# New wheels.....



## I'm tired of my usernamee (Feb 16, 2004)

Im in the market for some new rims. Budget is about 1600. I want a good looking, light rim, peferably 16 inch. Color doesnt really matter as long as its not pink, but would perfer a bronze color. BTW- this will be on a 200sx SER, so dont say B14 wheels please, they are ok but, I want something a bit different.


----------



## konfuzion3 (Sep 17, 2004)

Gram Lites or Konig Helium... :thumbup:
The bad thing is, the Helium only come in 15's, 17's, and 19's. This is what my car used to look like with the 17" Konig Helium...


----------



## 1CLNB14 (Apr 30, 2002)

Step up to 17's and roll these


----------



## Zac (Mar 10, 2004)

BBS RG-F=12.8 lbs and forged
Gram Lights 57 Pro








Gram Lights 57C (have these on my car)
Kosei K1 (probably the cheapest good wheel money can buy)
SSR Competetion (8lbs in 15 inch size, 11 in 16) <--this is a hella good wheel.


----------



## wickedsr20 (Aug 8, 2002)

Zac said:


> SSR Competetion (8lbs in 15 inch size, 11 in 16) <--this is a hella good wheel.


I was going to recommend these. I love SSR wheels. Excellent quality.
Pricey, but worth it. You may have to push the budget up just a lil bit for those rims and tires.


----------



## Michael G. (Jul 23, 2005)

what would be the best cheap rims for a sentra 98'. I don't want to lower the car but i want it to look cool. something silver or black would be cool.


----------



## wes (Apr 30, 2002)

Michael G. said:


> what would be the best cheap rims for a sentra 98'. I don't want to lower the car but i want it to look cool. something silver or black would be cool.


Cannot answer without a budget for wheels and tires.


----------



## I'm tired of my usernamee (Feb 16, 2004)

#### What you should do:
Can you carry on the forum thread about new rims for a 200SX SE-R from the point where it stops? The records are separate material, unrelated to the forum thread on new rims.

#### Excerpted data:
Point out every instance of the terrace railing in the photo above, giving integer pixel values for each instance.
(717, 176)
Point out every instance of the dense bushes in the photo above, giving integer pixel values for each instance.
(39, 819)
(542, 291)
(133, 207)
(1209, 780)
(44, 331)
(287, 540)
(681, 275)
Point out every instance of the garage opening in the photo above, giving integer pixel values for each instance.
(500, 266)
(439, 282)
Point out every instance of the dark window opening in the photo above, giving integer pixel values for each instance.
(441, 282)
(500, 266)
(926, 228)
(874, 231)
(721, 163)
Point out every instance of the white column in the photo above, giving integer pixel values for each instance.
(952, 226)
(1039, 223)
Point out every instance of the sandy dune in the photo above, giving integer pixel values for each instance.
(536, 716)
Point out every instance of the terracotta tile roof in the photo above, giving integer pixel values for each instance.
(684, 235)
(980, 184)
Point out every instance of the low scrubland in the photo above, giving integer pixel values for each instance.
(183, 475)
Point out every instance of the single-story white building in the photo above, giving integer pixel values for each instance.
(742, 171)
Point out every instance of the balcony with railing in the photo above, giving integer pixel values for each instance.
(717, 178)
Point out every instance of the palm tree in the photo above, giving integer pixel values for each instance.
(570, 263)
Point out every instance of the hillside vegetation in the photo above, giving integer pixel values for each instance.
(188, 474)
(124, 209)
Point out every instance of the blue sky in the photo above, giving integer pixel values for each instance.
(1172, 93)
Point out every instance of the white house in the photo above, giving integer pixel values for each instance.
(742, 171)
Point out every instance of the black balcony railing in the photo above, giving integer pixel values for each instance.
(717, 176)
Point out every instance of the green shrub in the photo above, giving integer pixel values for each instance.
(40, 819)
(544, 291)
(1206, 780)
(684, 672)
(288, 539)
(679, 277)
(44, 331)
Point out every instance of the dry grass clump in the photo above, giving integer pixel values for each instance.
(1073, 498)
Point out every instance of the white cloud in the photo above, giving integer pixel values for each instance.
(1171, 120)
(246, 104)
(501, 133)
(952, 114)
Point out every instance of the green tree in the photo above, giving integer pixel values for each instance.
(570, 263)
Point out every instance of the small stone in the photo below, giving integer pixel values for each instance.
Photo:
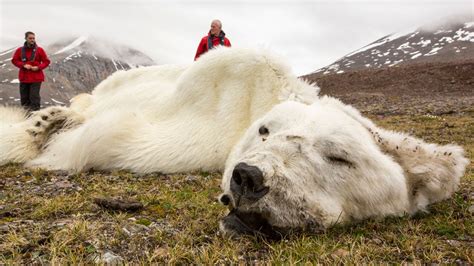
(471, 209)
(4, 228)
(64, 184)
(341, 253)
(377, 241)
(190, 179)
(109, 258)
(454, 243)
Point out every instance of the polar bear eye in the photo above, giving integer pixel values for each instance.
(263, 130)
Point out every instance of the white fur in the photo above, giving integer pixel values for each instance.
(385, 173)
(164, 118)
(323, 162)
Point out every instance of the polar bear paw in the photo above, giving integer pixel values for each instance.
(51, 120)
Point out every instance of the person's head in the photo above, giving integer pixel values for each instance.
(216, 27)
(30, 38)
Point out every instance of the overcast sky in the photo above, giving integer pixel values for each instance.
(310, 34)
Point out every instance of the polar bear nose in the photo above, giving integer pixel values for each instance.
(247, 182)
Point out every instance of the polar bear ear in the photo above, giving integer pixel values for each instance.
(432, 171)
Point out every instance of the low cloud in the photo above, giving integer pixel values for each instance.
(311, 34)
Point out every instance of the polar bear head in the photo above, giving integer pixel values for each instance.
(307, 167)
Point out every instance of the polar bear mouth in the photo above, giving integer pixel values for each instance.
(250, 223)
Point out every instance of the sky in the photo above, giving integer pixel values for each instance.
(309, 34)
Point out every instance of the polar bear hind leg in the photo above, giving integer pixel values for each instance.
(50, 120)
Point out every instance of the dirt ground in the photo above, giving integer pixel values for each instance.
(51, 216)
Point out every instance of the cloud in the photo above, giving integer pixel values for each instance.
(311, 34)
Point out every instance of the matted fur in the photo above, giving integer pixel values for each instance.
(326, 164)
(322, 161)
(159, 118)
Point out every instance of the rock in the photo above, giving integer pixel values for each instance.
(4, 228)
(64, 184)
(109, 258)
(454, 243)
(341, 252)
(377, 241)
(471, 209)
(190, 179)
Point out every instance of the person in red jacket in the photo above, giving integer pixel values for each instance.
(215, 37)
(31, 60)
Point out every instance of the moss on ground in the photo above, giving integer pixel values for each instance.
(50, 217)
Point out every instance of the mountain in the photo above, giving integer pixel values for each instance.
(424, 71)
(77, 65)
(444, 43)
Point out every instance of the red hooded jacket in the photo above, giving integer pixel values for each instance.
(216, 40)
(41, 61)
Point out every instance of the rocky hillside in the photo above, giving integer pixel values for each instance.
(77, 65)
(446, 42)
(417, 72)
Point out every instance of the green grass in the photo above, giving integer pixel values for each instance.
(43, 223)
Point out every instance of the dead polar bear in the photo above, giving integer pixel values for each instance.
(162, 118)
(308, 167)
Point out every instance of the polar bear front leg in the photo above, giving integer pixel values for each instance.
(50, 120)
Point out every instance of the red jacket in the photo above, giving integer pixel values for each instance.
(41, 61)
(216, 40)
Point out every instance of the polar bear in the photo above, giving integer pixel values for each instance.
(161, 118)
(309, 167)
(290, 160)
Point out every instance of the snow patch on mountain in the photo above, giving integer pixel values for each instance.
(73, 45)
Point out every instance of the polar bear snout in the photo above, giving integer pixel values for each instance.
(247, 183)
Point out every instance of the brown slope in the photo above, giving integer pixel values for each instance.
(433, 88)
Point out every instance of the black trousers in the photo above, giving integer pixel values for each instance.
(29, 96)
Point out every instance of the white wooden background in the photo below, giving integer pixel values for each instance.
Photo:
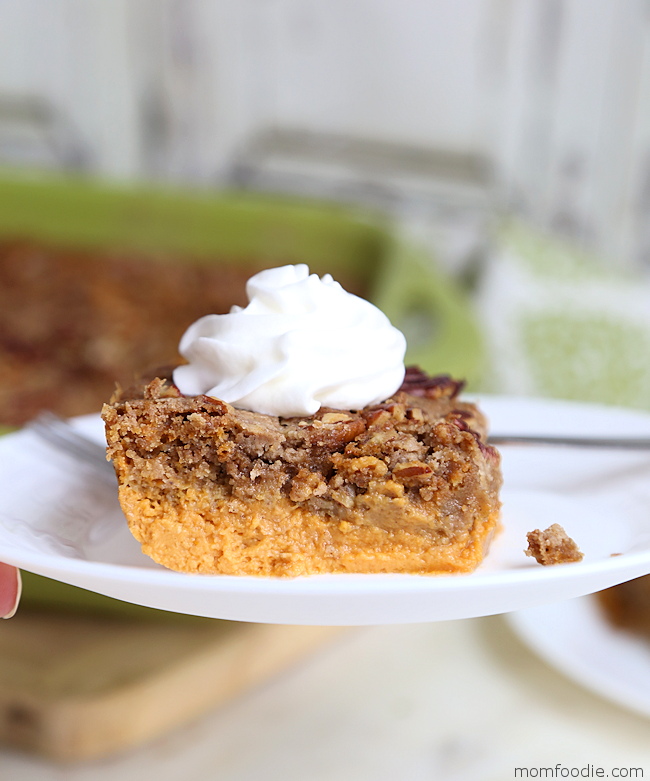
(555, 93)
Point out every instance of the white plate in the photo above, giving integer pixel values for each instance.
(59, 522)
(576, 638)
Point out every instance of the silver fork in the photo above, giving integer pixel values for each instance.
(62, 435)
(613, 443)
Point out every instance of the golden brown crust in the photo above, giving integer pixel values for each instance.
(404, 486)
(73, 321)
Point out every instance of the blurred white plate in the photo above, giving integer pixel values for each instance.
(59, 521)
(577, 639)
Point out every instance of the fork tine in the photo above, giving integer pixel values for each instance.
(59, 433)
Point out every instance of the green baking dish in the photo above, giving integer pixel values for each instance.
(400, 278)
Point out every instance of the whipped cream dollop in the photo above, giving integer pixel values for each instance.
(302, 342)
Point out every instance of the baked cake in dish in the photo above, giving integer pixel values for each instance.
(405, 485)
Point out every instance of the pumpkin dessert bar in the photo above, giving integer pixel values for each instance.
(408, 485)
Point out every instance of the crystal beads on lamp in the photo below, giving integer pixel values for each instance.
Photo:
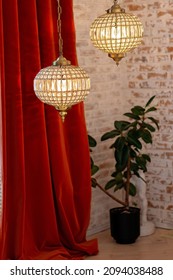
(116, 32)
(62, 85)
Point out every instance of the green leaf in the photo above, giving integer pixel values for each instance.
(119, 143)
(150, 100)
(138, 110)
(92, 141)
(134, 167)
(135, 142)
(132, 116)
(154, 121)
(149, 127)
(110, 134)
(151, 109)
(110, 184)
(121, 125)
(119, 178)
(146, 136)
(118, 187)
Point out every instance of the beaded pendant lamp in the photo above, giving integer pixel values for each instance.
(61, 85)
(116, 32)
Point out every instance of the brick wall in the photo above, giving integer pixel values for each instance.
(146, 71)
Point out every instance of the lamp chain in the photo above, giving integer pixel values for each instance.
(59, 28)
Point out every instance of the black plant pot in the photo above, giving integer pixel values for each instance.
(125, 224)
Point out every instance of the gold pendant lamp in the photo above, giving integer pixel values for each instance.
(61, 85)
(116, 32)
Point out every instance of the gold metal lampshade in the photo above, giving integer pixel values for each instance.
(62, 85)
(116, 32)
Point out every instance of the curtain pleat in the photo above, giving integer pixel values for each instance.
(46, 164)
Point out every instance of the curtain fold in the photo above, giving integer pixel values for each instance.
(46, 164)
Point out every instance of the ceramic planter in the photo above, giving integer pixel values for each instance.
(125, 224)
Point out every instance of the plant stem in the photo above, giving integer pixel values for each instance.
(110, 195)
(128, 183)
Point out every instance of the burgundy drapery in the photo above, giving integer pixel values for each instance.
(46, 191)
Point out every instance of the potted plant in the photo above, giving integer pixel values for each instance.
(129, 137)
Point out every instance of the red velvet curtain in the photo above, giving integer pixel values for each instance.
(46, 165)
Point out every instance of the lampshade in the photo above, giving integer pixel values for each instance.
(62, 85)
(116, 32)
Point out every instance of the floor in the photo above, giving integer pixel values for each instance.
(157, 246)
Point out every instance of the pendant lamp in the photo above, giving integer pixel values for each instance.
(116, 32)
(61, 85)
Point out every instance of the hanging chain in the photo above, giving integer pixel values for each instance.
(59, 28)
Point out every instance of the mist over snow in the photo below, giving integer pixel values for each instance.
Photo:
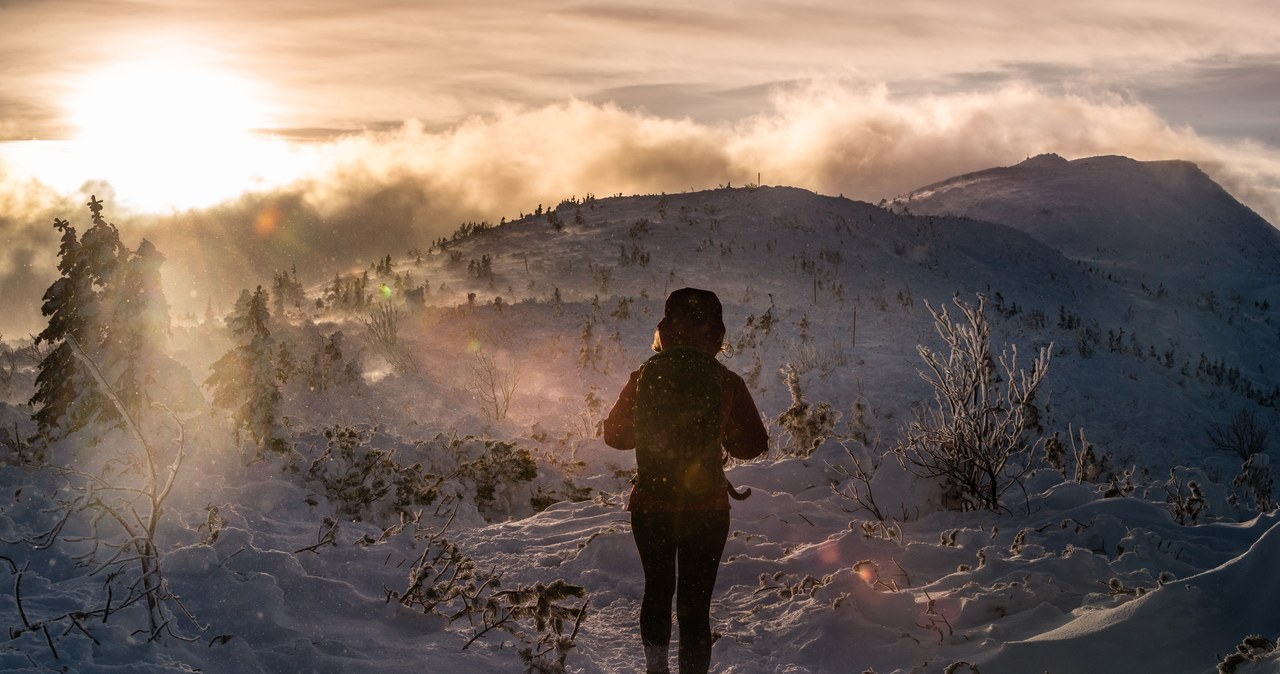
(415, 182)
(464, 448)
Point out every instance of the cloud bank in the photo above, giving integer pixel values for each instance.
(382, 192)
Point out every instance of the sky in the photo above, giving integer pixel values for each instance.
(415, 117)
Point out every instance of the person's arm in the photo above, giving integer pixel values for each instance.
(620, 426)
(745, 436)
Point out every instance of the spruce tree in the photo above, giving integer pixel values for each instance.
(136, 343)
(245, 379)
(65, 397)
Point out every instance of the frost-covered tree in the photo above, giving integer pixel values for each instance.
(65, 397)
(245, 379)
(135, 349)
(978, 436)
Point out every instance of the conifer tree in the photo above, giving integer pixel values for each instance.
(245, 379)
(136, 342)
(65, 397)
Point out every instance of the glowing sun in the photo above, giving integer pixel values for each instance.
(172, 132)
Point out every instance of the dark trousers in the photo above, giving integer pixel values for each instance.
(680, 554)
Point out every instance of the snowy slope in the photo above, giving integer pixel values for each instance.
(1162, 221)
(1065, 581)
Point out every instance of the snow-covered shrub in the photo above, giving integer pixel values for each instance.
(1253, 485)
(544, 617)
(856, 482)
(978, 435)
(501, 464)
(1243, 435)
(1185, 499)
(807, 426)
(383, 329)
(1252, 649)
(366, 481)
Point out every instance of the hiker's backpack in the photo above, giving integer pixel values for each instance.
(677, 418)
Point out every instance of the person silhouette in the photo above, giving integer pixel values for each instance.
(681, 411)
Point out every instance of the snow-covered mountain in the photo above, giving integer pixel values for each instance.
(561, 305)
(1161, 221)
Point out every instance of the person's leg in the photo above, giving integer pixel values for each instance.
(656, 541)
(702, 545)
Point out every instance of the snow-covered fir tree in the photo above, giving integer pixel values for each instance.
(245, 379)
(65, 397)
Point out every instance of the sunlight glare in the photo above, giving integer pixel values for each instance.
(170, 133)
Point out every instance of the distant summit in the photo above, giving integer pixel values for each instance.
(1162, 220)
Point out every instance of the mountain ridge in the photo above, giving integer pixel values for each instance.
(1128, 216)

#### Output of the task:
well I was looking at Rotas for the whole bang for the buck, and the fact that they are great looking as well. But Ive decided to swap my Konig Rush wheels and get them sandblasted and remove all the knicks and have them done in bronze. I figured that they would look good with a paintjob of semigloss black. Thanks for the suggestions. Im actually looking into the SSR's now, for poosible future replacement.


----------



## I'm tired of my usernamee (Feb 16, 2004)

heres the wheels as they are in progress... I really like this color. I think that it will look good with the low gloss black its being painted, like Mikes car. Though I cant decide if I want the car painted the low black or the stock Platinum Silver. I would like suggestions as to what color to paint as I really like both. I would make a poll but Im too lazy....


----------



## I'm tired of my usernamee (Feb 16, 2004)

well heres the rims finished. The car is filty though, but this is one of my favorite pics of them.


----------



## Sentrixx (Apr 30, 2002)

I'm tired of my username said:


> well heres the rims finished. The car is filty though, but this is one of my favorite pics of them.


 wow........ those came out..lol...wow... Nice!


----------



## pete? (Jul 6, 2004)

what paint did you use?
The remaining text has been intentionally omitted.